— Start of Data section —

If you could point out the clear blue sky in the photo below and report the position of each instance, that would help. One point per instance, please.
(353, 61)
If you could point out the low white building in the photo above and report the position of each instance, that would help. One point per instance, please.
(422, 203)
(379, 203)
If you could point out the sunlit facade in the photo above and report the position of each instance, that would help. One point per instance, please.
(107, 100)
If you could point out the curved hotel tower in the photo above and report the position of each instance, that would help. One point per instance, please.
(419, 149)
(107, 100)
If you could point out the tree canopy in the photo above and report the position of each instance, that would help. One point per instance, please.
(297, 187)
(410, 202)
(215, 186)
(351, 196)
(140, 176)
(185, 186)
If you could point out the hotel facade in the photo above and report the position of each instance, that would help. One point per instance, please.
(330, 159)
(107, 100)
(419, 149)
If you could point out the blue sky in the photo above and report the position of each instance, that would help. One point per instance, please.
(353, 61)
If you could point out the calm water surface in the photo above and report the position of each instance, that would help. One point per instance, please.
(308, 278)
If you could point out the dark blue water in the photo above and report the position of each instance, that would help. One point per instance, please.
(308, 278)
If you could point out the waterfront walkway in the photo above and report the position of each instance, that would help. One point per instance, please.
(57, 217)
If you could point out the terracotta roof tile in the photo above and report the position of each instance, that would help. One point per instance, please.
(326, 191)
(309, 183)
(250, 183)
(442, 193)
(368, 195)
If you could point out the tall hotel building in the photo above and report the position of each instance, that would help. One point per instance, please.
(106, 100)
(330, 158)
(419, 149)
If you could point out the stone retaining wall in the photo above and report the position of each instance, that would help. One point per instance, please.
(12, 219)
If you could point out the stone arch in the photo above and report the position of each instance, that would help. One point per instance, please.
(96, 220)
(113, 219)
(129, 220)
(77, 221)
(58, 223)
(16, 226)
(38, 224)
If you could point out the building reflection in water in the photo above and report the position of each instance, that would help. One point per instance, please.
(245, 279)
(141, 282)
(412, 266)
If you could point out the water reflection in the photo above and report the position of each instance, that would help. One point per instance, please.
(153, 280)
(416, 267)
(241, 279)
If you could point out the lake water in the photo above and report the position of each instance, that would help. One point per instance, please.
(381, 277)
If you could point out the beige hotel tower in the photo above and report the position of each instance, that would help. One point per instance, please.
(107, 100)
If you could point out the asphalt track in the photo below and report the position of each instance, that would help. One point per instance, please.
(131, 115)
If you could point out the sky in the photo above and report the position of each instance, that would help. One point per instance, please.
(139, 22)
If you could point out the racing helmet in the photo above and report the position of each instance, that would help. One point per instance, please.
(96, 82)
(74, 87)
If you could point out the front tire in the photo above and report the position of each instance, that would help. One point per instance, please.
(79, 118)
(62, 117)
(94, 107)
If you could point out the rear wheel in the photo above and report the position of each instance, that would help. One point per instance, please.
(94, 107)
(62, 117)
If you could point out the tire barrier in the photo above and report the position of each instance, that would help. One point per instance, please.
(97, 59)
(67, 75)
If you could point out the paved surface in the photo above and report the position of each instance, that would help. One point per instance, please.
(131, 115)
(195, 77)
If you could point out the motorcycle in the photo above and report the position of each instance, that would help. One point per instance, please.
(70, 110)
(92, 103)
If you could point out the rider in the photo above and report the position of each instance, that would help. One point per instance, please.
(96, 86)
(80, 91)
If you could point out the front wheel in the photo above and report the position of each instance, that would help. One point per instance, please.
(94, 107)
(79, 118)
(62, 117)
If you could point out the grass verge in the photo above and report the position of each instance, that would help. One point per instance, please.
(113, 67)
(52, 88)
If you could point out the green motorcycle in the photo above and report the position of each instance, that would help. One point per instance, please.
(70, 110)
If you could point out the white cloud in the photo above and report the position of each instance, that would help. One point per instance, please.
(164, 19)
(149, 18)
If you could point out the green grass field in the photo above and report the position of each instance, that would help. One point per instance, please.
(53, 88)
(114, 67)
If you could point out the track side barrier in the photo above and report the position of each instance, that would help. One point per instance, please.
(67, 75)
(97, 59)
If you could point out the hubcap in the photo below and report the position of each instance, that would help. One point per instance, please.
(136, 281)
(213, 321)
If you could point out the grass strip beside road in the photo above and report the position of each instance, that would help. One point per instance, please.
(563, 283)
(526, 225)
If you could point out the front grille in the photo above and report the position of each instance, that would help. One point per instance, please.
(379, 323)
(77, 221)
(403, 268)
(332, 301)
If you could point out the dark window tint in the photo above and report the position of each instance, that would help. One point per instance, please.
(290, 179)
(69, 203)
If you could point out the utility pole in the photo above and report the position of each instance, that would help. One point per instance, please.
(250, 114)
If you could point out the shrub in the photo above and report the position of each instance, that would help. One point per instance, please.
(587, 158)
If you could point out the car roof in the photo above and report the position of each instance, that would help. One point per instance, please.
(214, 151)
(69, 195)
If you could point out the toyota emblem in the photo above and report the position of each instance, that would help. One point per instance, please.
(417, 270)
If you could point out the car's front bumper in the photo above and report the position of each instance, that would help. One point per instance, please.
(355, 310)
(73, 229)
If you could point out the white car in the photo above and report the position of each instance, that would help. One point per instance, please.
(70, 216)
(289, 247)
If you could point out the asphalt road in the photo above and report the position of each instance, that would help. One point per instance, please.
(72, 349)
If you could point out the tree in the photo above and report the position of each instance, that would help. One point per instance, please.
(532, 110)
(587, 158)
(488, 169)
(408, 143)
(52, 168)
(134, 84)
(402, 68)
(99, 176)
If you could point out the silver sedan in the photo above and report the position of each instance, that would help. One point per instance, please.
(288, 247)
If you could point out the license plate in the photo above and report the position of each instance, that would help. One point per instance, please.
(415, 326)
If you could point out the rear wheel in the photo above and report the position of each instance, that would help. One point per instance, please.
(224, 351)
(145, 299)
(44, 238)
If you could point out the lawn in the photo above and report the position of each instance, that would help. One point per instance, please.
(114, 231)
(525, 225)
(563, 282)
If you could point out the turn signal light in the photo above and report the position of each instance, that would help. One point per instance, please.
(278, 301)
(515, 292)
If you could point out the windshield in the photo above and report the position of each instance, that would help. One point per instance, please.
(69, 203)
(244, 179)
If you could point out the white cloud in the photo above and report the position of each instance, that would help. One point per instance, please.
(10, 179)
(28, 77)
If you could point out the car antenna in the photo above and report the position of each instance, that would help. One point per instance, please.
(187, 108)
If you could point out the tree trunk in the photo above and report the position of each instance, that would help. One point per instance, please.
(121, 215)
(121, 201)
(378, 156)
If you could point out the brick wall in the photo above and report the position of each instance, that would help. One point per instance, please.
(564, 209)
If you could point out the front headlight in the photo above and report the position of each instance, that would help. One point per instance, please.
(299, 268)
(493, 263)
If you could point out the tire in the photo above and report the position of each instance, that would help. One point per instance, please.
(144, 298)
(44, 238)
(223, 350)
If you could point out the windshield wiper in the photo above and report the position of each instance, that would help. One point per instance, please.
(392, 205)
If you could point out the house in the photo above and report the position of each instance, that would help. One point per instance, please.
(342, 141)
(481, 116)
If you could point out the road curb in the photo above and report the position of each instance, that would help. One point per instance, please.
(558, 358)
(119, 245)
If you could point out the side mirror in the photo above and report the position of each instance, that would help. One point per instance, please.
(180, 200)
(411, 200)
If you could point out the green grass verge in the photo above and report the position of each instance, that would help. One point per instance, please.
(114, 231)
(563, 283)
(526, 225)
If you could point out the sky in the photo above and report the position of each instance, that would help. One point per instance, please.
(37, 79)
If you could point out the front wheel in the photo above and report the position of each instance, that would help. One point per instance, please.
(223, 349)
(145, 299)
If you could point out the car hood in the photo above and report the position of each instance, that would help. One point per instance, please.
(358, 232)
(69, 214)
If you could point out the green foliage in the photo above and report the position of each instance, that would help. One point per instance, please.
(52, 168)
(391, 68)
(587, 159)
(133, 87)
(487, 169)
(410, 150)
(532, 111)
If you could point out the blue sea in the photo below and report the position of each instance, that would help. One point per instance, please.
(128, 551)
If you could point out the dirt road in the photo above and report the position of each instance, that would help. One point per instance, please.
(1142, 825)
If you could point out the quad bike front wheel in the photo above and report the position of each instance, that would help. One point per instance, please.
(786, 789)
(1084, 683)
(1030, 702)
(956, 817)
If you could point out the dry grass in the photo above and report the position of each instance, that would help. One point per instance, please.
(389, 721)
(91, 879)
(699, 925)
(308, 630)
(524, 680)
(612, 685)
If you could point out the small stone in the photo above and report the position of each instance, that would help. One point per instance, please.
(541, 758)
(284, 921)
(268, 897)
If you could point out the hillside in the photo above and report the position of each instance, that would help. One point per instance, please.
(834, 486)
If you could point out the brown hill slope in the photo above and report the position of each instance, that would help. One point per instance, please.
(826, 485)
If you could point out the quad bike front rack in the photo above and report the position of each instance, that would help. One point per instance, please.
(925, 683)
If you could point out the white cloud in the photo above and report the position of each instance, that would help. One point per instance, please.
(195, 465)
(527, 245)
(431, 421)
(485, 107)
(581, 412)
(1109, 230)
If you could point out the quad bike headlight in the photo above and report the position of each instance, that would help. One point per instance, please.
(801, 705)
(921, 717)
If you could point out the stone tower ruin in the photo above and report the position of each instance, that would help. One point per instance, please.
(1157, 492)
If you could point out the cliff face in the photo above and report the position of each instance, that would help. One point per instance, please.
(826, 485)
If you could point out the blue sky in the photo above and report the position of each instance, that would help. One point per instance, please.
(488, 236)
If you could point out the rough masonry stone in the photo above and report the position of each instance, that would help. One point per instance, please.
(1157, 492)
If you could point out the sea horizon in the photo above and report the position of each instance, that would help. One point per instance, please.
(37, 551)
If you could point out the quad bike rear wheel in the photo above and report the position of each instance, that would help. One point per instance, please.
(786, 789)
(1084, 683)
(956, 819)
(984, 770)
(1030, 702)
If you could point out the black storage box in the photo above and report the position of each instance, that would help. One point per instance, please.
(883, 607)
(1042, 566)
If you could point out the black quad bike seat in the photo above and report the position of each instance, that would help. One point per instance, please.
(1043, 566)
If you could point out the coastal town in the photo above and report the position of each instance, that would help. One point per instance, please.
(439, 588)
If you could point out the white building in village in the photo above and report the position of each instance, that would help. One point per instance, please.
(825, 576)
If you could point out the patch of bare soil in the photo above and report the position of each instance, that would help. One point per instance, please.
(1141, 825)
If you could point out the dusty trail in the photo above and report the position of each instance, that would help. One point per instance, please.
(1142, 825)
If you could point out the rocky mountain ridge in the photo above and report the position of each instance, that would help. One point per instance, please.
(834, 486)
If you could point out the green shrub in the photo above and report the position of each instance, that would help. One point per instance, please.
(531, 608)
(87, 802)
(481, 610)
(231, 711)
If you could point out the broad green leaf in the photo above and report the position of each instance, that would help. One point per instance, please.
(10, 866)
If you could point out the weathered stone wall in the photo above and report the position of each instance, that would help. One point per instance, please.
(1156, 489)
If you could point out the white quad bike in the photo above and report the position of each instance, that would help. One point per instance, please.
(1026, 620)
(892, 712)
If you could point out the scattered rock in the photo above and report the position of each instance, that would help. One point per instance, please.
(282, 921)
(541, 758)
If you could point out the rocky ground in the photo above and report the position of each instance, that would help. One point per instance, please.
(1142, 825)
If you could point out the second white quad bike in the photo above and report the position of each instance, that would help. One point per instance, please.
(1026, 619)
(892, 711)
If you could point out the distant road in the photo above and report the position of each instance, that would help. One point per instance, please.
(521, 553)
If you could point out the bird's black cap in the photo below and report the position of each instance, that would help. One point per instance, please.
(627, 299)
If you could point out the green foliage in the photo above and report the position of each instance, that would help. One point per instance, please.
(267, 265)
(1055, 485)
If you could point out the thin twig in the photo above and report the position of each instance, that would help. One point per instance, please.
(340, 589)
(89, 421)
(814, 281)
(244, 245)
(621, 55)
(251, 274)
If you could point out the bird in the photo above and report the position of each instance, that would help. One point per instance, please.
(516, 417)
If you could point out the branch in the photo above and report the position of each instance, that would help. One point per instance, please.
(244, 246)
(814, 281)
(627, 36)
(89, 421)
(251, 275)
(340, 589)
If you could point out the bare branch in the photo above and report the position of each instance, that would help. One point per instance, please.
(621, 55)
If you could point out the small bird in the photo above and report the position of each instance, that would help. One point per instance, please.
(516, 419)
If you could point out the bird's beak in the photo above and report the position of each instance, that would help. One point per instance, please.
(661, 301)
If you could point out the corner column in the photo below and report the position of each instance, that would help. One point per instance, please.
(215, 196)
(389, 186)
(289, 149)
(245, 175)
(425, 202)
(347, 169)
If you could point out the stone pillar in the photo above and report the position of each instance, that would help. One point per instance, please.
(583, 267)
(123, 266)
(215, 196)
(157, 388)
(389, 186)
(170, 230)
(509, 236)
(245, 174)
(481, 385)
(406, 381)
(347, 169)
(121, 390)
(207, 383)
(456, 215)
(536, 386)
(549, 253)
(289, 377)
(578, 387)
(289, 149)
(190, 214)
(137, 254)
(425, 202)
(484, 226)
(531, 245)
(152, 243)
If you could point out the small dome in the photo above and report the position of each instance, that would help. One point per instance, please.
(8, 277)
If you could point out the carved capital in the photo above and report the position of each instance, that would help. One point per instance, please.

— End of Data section —

What you have to do: Exactly repeat the lines from the line that contains "If you could point out the bare" to the end of the entries, both included, and leave out all other lines.

Full response:
If you could point out the bare branch in the photo above and report the position of each instance, that would help. One point per instance, please.
(621, 55)
If you could point out the small bird in the photo above and report the position of each instance, that would help. One point per instance, please.
(516, 419)
If you could point out the bird's beak in the photo above and report the position of each instance, that would help. One point per instance, please.
(661, 301)
If you could point out the corner column in the photo below and report the position of each instance, that would help. One point per instance, please.
(215, 196)
(389, 186)
(289, 149)
(245, 175)
(425, 202)
(347, 169)
If you could point out the stone pillar in the photo above and report the position of each instance, that would help. One point per instance, please.
(583, 267)
(123, 266)
(215, 196)
(157, 388)
(389, 186)
(170, 230)
(509, 236)
(245, 174)
(481, 385)
(406, 381)
(347, 169)
(121, 390)
(207, 383)
(456, 215)
(536, 386)
(549, 253)
(289, 377)
(578, 387)
(289, 149)
(190, 214)
(137, 254)
(425, 202)
(484, 226)
(531, 245)
(152, 243)
If you could point out the small dome in the photo above and report the position of each instance, that would help. One point per instance, please.
(8, 277)
If you could point out the carved capital in the photo above and report the position of each instance, that would help. One point per instance, please.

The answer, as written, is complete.